Goal:
Format every line of the material below as a numbered list, skipping any blank lines. Omit the pictures from your answer.

[Dataset entries]
☆ ☆ ☆ ☆ ☆

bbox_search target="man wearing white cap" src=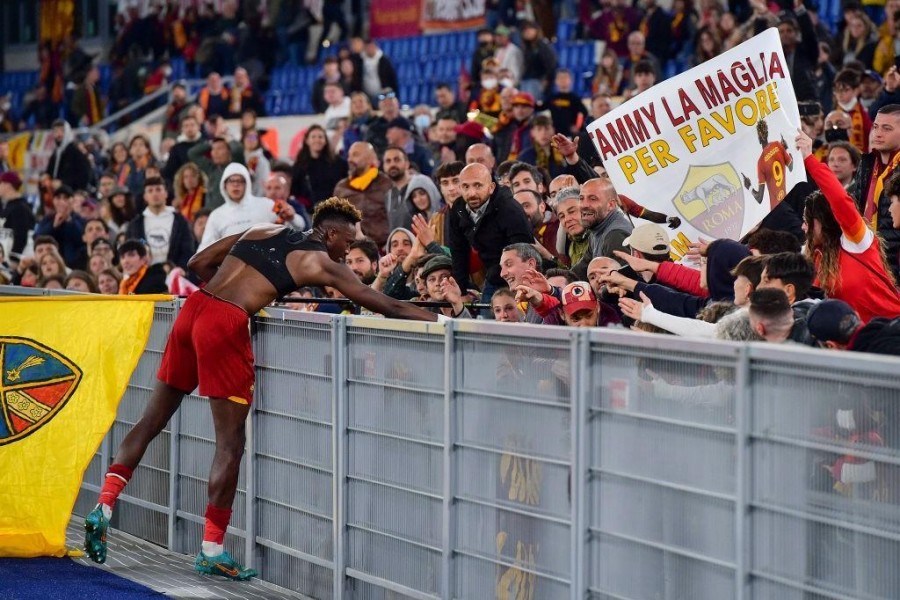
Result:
[623,223,671,281]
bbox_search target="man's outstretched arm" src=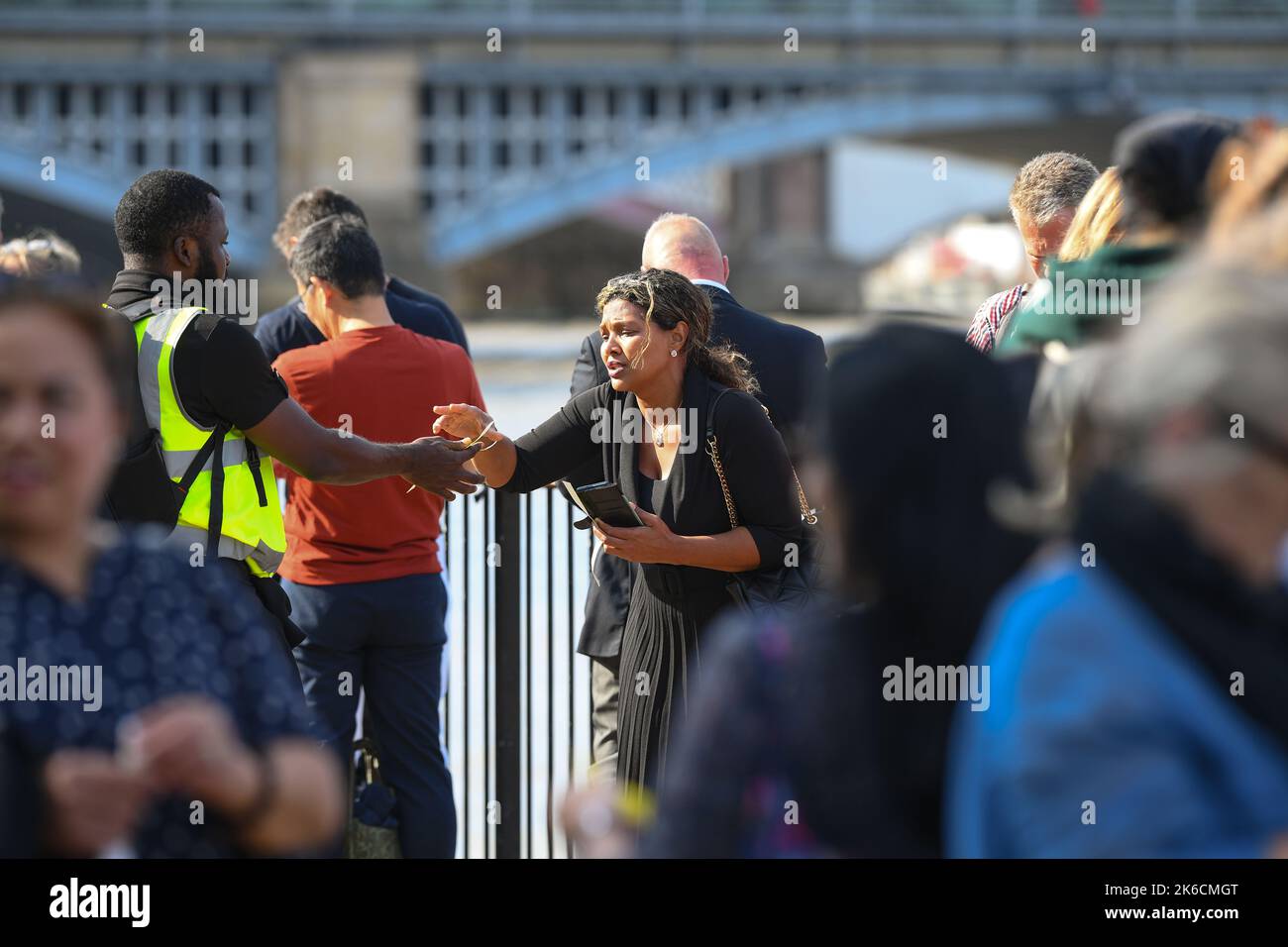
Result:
[246,398,483,500]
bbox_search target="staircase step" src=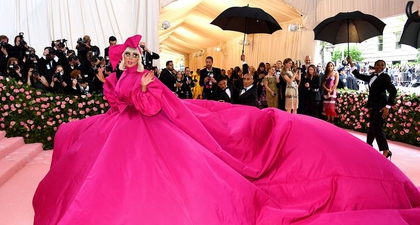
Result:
[0,143,42,186]
[0,130,6,140]
[0,137,25,160]
[0,151,52,225]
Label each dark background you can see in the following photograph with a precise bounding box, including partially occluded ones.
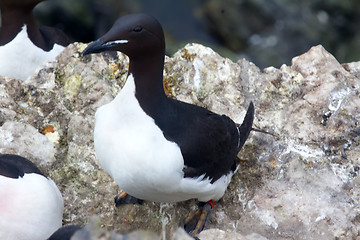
[23,0,360,68]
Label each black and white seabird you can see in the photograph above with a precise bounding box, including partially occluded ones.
[0,154,64,240]
[83,14,254,235]
[0,0,70,81]
[48,225,82,240]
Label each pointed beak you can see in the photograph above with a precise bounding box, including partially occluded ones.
[81,38,128,56]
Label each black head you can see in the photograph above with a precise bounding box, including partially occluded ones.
[82,13,165,59]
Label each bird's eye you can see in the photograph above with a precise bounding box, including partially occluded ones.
[134,26,142,32]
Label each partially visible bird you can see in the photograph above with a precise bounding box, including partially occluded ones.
[83,14,254,235]
[48,225,82,240]
[0,154,64,240]
[0,0,70,80]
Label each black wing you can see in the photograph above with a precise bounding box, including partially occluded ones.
[155,100,254,182]
[0,154,44,178]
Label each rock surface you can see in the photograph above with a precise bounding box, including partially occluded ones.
[0,43,360,240]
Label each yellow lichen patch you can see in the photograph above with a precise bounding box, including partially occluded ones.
[181,48,196,62]
[77,43,88,52]
[163,77,176,97]
[109,63,119,74]
[64,74,81,99]
[43,125,55,135]
[43,125,60,144]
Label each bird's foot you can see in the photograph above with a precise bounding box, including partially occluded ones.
[114,192,143,207]
[184,200,216,239]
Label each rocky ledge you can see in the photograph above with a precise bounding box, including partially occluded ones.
[0,43,360,240]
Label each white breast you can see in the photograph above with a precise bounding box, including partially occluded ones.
[0,25,64,81]
[0,173,64,240]
[94,75,228,202]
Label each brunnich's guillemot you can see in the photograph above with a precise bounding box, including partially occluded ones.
[0,154,64,240]
[0,0,70,81]
[48,225,81,240]
[83,14,254,235]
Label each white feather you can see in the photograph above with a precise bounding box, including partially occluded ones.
[0,25,64,81]
[94,75,232,202]
[0,173,64,240]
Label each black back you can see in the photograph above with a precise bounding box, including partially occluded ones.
[48,225,81,240]
[143,99,254,182]
[0,154,45,178]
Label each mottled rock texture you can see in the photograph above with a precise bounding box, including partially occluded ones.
[0,43,360,240]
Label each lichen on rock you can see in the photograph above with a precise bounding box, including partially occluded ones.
[0,43,360,240]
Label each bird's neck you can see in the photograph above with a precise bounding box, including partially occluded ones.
[0,6,48,49]
[129,54,166,104]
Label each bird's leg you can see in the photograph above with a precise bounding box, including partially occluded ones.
[114,192,143,207]
[184,200,216,237]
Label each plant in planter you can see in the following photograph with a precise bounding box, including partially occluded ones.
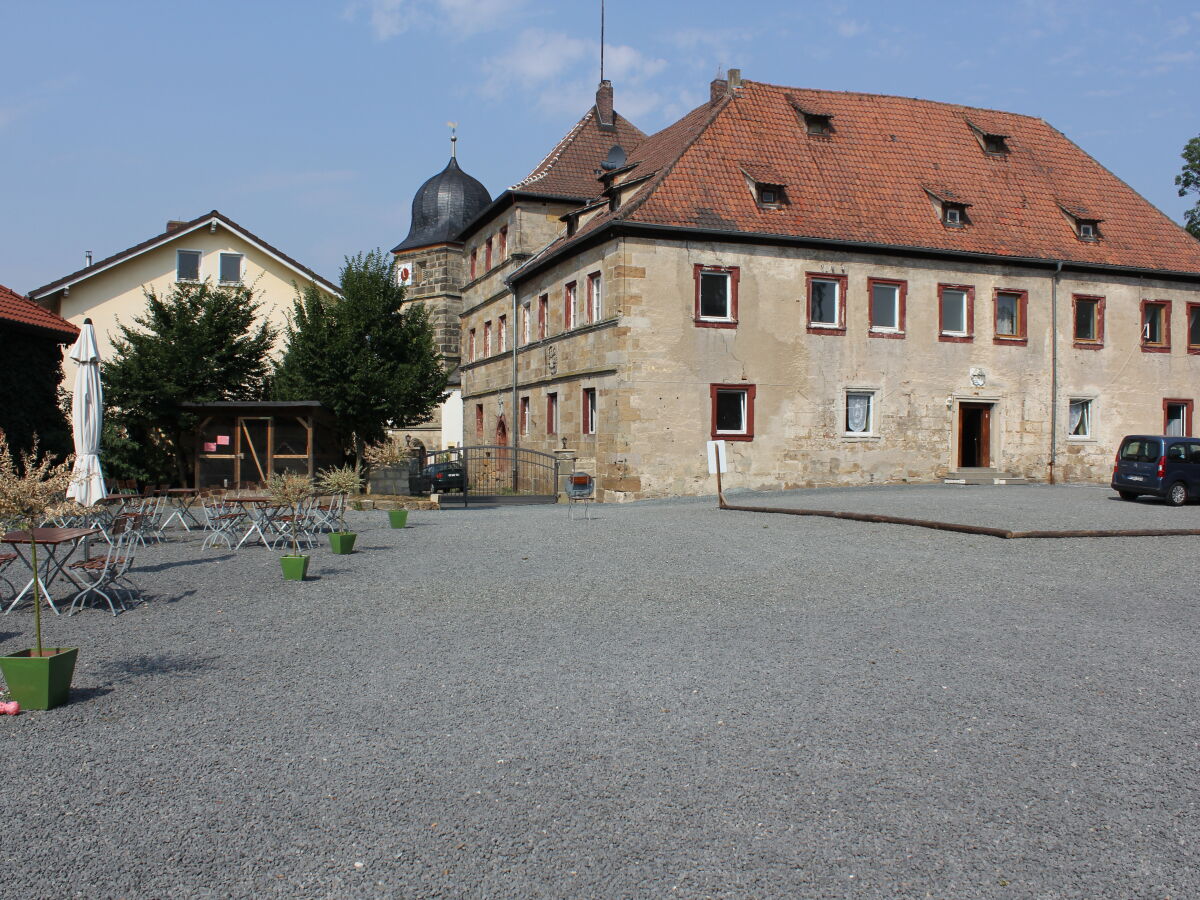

☆ ☆ ☆ ☆ ☆

Written solution:
1. bbox_search target="man wearing white cap" src=
2. Result:
3. [623,223,671,281]
4. bbox_search target="man's outstretched arm" src=
5. Result:
6. [246,398,483,500]
7. bbox_search target="staircase step" src=
8. Result:
9. [0,143,42,186]
10. [0,130,6,140]
11. [0,137,25,160]
12. [0,151,52,225]
13. Label each dark background you can see in the following photograph with a precise bounding box, including partially occluded ones.
14. [23,0,360,68]
15. Label each black and white seabird you can see in the photograph above with a precise bounding box, including partially occluded ones.
16. [0,154,64,240]
17. [83,14,254,235]
18. [0,0,70,81]
19. [48,225,82,240]
20. Label each pointed beak you can see in the photograph above with a precise bounding box, including partially occluded ones.
21. [81,38,128,56]
22. Label each black head you can see in the photograph above with a precise bounding box, including partially occluded ones.
23. [82,13,165,59]
24. Label each bird's eye you can see in the photograph above with a precise bounding box, including partially occluded ones.
25. [134,26,142,32]
26. Label each partially visible bird you can see in the photograph above with a precise bounding box, including partially occluded ones.
27. [83,14,254,235]
28. [48,225,82,240]
29. [0,154,64,240]
30. [0,0,70,80]
31. Label each black wing you can see in the photograph above with a precise bounding box, including partially occluded ones.
32. [155,100,254,182]
33. [0,154,44,178]
34. Label each rock surface you can see in the photograph above with a precise bounding box, including partially occluded ones.
35. [0,43,360,240]
36. Label each yellow lichen patch you can see in the photograph above with a precise bounding box, including partially occluded ones.
37. [181,48,196,62]
38. [77,43,88,52]
39. [163,77,176,97]
40. [109,63,119,74]
41. [64,74,81,99]
42. [43,125,55,135]
43. [43,125,60,144]
44. Label each bird's foot you can see in the photograph above with a precise bounding box, including partially occluded ones.
45. [114,192,143,207]
46. [184,200,216,239]
47. Label each rocky ledge you can see in the photograph above with a precise bounding box, including partially occluded ones.
48. [0,43,360,240]
49. Label each white breast you can see in the photograph above with a precise bounding box, including partially occluded ones.
50. [0,25,64,81]
51. [0,173,64,240]
52. [94,75,228,202]
53. Label each brunnich's guillemot you can see in the photograph above with a precise bounding box, including partially occluded ones.
54. [0,154,64,240]
55. [0,0,70,81]
56. [48,225,81,240]
57. [83,14,254,235]
58. Label each white feather you can see in the photograph above with a precise bounding box, including partially occluded ones.
59. [0,25,64,81]
60. [94,75,232,202]
61. [0,173,64,240]
62. Label each black back you can see in the photograph above with a precise bounding box, including partially occluded ones.
63. [48,225,81,240]
64. [143,99,254,182]
65. [0,154,45,178]
66. Label each mottled rock texture you can see in the photograph above with a precise bounding box, including partially occluded ones.
67. [0,43,360,240]
68. Label each lichen on rock you can see in the photograph above with a precise bounding box, including partially occluded ones.
69. [0,43,360,240]
70. Label each bird's neck you can see in the photograph above with a precise bounding box, including partially occluded ones.
71. [0,6,48,49]
72. [129,54,166,104]
73. Label each bird's leg you can see in the photograph above with a precise bounding box, including partially occluded ones.
74. [114,192,143,207]
75. [184,200,216,237]
76. Label each plant in planter you can see in the following photograph with a precise bounding box, including partially occluded ones.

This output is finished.